— Start of RAW RECORDS —
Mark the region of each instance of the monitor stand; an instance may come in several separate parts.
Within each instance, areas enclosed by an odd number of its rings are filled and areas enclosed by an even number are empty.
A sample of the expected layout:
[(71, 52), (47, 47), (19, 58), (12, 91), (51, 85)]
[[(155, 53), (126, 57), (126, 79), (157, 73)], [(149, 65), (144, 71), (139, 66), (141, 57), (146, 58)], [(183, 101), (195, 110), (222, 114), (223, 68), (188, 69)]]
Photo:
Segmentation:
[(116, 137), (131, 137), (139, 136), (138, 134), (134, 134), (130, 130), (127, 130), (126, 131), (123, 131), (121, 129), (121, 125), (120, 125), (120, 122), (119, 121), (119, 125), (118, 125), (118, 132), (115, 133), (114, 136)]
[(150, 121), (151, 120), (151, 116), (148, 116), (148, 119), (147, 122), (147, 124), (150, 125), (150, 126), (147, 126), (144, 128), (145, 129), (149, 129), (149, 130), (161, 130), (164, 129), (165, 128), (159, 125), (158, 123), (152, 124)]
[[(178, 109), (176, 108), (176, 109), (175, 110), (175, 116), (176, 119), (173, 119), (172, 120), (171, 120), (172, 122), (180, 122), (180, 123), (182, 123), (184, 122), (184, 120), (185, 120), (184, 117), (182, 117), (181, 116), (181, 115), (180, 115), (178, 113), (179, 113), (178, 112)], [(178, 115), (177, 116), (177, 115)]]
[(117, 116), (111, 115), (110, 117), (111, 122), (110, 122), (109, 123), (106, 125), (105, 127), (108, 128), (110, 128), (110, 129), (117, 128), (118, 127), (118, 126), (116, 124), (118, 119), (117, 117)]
— End of RAW RECORDS —
WHAT THE EXERCISE ASKS
Please repeat the listing exactly, with nothing left out.

CORRECT OUTPUT
Mark the region of each instance of the monitor stand; an instance may come in several separate parts.
Within each instance, areas enclosed by an odd number of its rings are filled and areas enclosed by an even number are empty.
A sample of the expected layout:
[(71, 52), (47, 47), (19, 58), (12, 91), (51, 85)]
[[(155, 53), (126, 57), (126, 79), (157, 73)], [(149, 65), (144, 71), (139, 66), (141, 57), (146, 58)], [(183, 101), (195, 110), (222, 114), (223, 68), (188, 69)]]
Photo:
Segmentation:
[(116, 137), (131, 137), (139, 136), (138, 134), (134, 134), (130, 130), (127, 130), (126, 131), (123, 131), (121, 129), (121, 125), (120, 125), (120, 122), (119, 121), (119, 125), (118, 125), (118, 132), (115, 133), (114, 136)]
[(150, 121), (151, 120), (151, 116), (148, 116), (148, 119), (147, 122), (147, 124), (150, 125), (150, 126), (147, 126), (144, 128), (145, 129), (149, 129), (149, 130), (161, 130), (164, 129), (165, 128), (159, 125), (158, 123), (152, 124)]
[[(178, 109), (176, 108), (176, 109), (175, 110), (175, 116), (176, 119), (173, 119), (172, 120), (171, 120), (172, 122), (180, 122), (180, 123), (182, 123), (184, 122), (184, 120), (185, 120), (184, 117), (182, 117), (181, 116), (181, 115), (180, 115), (178, 113), (179, 113), (178, 112)], [(178, 115), (177, 116), (177, 115)]]
[(117, 116), (111, 115), (110, 117), (111, 122), (110, 122), (109, 123), (106, 125), (105, 127), (108, 128), (110, 128), (110, 129), (117, 128), (118, 127), (118, 126), (116, 124), (118, 119), (117, 117)]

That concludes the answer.